• **EXTRACTED INFORMATION**:

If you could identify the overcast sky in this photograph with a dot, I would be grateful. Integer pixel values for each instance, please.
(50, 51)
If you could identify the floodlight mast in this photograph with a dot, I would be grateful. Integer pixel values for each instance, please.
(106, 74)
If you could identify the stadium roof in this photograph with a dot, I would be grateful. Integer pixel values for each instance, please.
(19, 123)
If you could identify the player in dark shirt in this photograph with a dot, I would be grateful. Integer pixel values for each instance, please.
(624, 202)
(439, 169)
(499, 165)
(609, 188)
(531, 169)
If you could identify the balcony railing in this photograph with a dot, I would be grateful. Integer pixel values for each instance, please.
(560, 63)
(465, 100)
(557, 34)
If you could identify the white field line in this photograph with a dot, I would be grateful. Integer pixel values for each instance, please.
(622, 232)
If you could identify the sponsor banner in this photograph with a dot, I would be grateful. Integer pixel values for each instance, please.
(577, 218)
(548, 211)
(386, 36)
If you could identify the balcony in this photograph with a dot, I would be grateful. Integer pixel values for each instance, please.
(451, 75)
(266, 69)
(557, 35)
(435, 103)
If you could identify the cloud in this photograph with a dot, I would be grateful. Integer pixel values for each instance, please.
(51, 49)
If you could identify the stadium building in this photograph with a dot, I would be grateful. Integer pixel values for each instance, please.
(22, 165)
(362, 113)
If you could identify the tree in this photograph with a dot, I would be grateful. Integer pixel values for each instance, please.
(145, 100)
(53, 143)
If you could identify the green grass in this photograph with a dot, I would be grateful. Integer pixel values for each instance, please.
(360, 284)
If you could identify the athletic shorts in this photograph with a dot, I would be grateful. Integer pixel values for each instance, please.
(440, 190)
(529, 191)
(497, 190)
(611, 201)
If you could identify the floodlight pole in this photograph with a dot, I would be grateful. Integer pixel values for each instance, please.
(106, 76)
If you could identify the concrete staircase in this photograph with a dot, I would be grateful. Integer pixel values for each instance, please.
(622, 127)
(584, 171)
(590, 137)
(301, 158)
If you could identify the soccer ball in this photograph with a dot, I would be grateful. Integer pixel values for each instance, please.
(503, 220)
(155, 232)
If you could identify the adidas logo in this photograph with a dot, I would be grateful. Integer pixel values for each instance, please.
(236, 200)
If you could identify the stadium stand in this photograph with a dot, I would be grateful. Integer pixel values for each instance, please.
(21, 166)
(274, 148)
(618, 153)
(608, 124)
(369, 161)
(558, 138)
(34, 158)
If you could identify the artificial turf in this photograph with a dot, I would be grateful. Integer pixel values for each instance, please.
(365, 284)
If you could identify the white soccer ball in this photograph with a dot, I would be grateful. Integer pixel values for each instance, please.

• **WHAT THE EXERCISE ASKS**:
Please restate the whole listing word for word.

• **RESULT OF THIS TASK**:
If you could identify the overcast sky in this photograph with a dot, I would be grateful. Integer pixel values for each instance, please.
(50, 51)
If you could identify the floodlight mast in this photograph with a dot, I would be grateful. Integer pixel values for each instance, please.
(106, 74)
If you could identify the stadium roof in this photograph with a dot, I would be grateful. Integer pixel values for each instance, please.
(19, 123)
If you could identify the player in dark shirt in this photograph with a dot, I would be grateful. Integer pixel values for each instance, please.
(624, 202)
(439, 169)
(499, 165)
(609, 188)
(531, 169)
If you could identify the balcony railing in this photograph with a dot, I would be grateful. Integer pixel values for each instance, please.
(560, 63)
(465, 100)
(557, 34)
If you could identify the white field line in this photograph with a dot, I would be grateful. Integer pixel values for each instance, please.
(622, 232)
If you could identify the sponsor banner in this photograph with a dot, I would be grateful. Integer pixel values for each instance, please.
(577, 218)
(548, 211)
(386, 36)
If you could identify the balcony in this photograph with a dot, I would be grateful. Integer pixel values for each instance, please.
(451, 75)
(266, 69)
(557, 35)
(435, 103)
If you could identify the cloud in this photograph with a dot, I would be grateful. Integer pixel values for each instance, please.
(51, 49)
If you could identify the stadium building in this photograph with a dot, I would be grateful. Integer pixel values for each instance, please.
(22, 165)
(362, 113)
If you could identify the tree in this photograph with a dot, I would be grateful. Integer pixel values for each instance, please.
(145, 100)
(53, 143)
If you could identify the green grass in this photograph with a dot, I would be grateful. Integer pixel values for each instance, please.
(360, 284)
If you could identify the athletic shorts in this photograph with a dot, I would be grateful. Integer pixel values for each instance, please.
(440, 190)
(529, 191)
(497, 190)
(611, 201)
If you could identify the floodlight pole in this photograph with a dot, I would be grateful. Integer pixel values for each instance, please.
(106, 76)
If you could identify the concrete staircase in this photograph with a dot, I would be grateful. Integer pixel values for each instance, please.
(622, 127)
(584, 171)
(590, 137)
(301, 158)
If you could identify the soccer ball in this photograph with a dot, I would be grateful. Integer pixel values for each instance, please.
(503, 220)
(155, 232)
If you could identify the adidas logo in this photograph with a dot, I would be grateful. Integer pixel values for each instance, please.
(236, 200)
If you could identify the stadium stand in this photograph with a dot, I would be grateful. Integer pixel values for each instance, please.
(21, 166)
(274, 148)
(618, 153)
(608, 124)
(369, 161)
(558, 138)
(34, 158)
If you could identify the artificial turf in this photograph with a dot, I would be grateful. Integer pixel values for each instance, please.
(365, 284)
If you could identify the white soccer ball in this photograph with a dot, I would be grateful. Integer pixel values for each instance, please.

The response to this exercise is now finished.